◆ Written request A
Which policies does the post on left-versus-center election strategy name as subjects of real debate on their merits among those to the left of the Republicans? List them all.
◆ Written request B
In the post on left-versus-center election strategy, who is credited with saying "It's not what you say about the issues, it's what the issues say about you"?
◆ Written request C
Reproduce the post on left-versus-center election strategy from "One of the classic" up to and including "and positions are.".

MONDAY MORNING QUARTERBACKING

One of the classic and/ or tired debate between the more and less left camps on the left is whether we win elections best by hewing or dashing to the center or by staking out strong left stances that demonstrate vision and courage and bring more people into the process. I think the latter kind of argument is underappreciated by most of the people running editorial pages and congressional campaign committees. But I’d also say that these arguments frequently overstate how much issues really determine how people vote (much as some of us might like it if they did). I think Mark Schmitt got it right when he said “It’s not what you say about the issues, it’s what the issues say about you.” That is, why candidates are perceived to have taken the stances they have and embraced the issues they have often does more to raise them up or bring them down than what those issues and positions are.

Another frustration of the debates about whether leftism or centrism will win elections is that it often willfully ducks the question of what policies are actually best for the country. Arguments about what policies win elections and arguments about what policies create better futures masquerade about as one another. Partly because that let’s us elide the very real debates amongst those of us to the left of the Republicans about whether three strikes laws or CAFTA or invading Iraq are worthy on the merits.

◆ Given records
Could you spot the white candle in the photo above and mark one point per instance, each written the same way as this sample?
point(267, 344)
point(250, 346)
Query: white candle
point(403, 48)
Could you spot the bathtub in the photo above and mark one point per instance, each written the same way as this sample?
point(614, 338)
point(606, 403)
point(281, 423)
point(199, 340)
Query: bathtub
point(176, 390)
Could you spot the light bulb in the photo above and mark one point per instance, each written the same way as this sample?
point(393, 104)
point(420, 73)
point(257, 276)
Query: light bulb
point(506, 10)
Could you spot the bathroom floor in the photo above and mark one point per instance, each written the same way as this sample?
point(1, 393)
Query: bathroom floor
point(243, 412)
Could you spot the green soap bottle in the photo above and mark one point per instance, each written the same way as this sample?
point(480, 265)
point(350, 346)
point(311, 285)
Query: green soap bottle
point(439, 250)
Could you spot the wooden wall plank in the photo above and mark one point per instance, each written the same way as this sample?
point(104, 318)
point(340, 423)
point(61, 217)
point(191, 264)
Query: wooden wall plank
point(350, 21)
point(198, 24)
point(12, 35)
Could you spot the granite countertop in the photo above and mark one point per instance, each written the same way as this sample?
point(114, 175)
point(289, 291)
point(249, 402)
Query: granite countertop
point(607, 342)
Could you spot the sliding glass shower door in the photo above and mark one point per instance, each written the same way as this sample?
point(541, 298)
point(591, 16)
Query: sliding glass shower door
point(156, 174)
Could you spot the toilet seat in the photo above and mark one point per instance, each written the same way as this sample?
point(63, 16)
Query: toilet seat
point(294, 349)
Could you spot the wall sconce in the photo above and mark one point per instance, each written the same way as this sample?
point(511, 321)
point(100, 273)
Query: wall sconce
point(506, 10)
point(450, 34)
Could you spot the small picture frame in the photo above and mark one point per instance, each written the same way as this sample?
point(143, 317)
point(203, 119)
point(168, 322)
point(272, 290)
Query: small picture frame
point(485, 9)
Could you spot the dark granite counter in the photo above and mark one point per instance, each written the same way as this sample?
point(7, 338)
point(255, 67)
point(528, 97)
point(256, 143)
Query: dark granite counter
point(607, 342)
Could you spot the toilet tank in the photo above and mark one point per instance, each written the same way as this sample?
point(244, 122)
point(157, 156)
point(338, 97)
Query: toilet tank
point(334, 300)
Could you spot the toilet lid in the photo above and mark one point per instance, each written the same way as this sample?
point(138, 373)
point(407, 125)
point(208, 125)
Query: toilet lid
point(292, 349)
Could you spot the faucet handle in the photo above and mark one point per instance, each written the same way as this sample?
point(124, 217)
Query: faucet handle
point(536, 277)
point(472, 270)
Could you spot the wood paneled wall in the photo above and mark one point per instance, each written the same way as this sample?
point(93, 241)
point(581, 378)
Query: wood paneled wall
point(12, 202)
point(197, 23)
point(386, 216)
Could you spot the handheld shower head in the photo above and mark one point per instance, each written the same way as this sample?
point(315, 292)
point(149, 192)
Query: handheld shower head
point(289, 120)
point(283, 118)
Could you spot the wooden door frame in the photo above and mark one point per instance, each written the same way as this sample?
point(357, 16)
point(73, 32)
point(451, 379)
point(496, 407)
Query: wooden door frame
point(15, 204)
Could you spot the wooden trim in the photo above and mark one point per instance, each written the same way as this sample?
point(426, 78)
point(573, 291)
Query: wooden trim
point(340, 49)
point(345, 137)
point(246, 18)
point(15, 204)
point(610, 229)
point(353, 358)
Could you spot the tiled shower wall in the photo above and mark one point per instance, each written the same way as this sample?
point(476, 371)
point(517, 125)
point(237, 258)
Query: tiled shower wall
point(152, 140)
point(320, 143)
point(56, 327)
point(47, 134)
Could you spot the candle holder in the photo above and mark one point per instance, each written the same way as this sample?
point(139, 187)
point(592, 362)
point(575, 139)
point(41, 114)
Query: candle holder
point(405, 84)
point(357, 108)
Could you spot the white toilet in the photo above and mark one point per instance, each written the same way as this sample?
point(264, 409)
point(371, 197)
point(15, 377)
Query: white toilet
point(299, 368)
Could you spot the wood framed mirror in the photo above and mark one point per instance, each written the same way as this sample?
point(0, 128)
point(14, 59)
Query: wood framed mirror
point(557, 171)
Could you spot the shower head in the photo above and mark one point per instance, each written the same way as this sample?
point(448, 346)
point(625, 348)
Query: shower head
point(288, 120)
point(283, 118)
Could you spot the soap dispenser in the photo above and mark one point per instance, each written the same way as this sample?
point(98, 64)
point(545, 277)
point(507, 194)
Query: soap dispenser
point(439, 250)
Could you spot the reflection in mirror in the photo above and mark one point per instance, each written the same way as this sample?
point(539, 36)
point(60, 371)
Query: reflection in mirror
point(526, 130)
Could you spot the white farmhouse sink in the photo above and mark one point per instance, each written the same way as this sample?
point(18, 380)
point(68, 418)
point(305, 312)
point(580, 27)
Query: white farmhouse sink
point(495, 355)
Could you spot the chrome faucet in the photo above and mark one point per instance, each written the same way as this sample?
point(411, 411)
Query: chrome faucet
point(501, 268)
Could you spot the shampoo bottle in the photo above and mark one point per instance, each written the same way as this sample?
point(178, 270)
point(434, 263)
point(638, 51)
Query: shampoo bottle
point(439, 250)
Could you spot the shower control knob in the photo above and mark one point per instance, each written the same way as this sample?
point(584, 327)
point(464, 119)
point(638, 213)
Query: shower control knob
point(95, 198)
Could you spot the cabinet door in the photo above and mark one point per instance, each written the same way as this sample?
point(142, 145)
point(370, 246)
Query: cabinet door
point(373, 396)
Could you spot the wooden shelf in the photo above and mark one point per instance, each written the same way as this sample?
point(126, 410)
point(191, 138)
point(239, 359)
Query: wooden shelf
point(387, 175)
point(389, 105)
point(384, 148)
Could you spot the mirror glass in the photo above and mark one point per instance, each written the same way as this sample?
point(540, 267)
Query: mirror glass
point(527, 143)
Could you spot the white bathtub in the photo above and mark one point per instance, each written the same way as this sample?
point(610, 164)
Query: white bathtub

◆ Full answer A
three strikes laws, CAFTA, invading Iraq

◆ Full answer B
Mark Schmitt

◆ Full answer C
One of the classic and/ or tired debate between the more and less left camps on the left is whether we win elections best by hewing or dashing to the center or by staking out strong left stances that demonstrate vision and courage and bring more people into the process. I think the latter kind of argument is underappreciated by most of the people running editorial pages and congressional campaign committees. But I’d also say that these arguments frequently overstate how much issues really determine how people vote (much as some of us might like it if they did). I think Mark Schmitt got it right when he said “It’s not what you say about the issues, it’s what the issues say about you.” That is, why candidates are perceived to have taken the stances they have and embraced the issues they have often does more to raise them up or bring them down than what those issues and positions are.